WHAT YOU NEED TO DO:
Repeat exactly every line that comes at or after the line containing "For the scouting record, return for every instance of the red", through the end of the entries below.

DATASET RECORDS:

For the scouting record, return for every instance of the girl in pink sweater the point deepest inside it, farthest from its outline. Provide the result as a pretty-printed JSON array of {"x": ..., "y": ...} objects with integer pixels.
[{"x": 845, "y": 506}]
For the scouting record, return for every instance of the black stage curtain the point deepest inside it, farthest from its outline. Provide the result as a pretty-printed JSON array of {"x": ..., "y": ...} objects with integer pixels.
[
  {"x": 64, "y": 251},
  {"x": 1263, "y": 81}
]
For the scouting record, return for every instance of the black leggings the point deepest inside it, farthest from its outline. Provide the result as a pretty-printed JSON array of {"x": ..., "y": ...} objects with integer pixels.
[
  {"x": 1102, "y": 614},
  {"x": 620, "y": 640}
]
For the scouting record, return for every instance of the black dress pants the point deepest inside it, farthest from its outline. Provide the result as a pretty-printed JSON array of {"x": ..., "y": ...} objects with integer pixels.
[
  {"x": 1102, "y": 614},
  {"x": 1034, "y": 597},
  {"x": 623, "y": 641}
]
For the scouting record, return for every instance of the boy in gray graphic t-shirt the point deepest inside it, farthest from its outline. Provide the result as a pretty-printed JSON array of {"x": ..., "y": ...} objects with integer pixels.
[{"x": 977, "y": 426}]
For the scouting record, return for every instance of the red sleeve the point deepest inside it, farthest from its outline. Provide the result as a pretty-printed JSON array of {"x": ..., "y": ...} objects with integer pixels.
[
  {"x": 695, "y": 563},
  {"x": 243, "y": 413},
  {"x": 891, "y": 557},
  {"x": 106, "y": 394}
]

TASK RESULT:
For the scouting record, return for every instance of the red sleeve the point deepest inside it, farthest from its outline. Provide the result as a pretty-printed JSON array of {"x": ..., "y": ...} objects with integer pixels.
[
  {"x": 695, "y": 563},
  {"x": 243, "y": 413},
  {"x": 891, "y": 557},
  {"x": 106, "y": 394}
]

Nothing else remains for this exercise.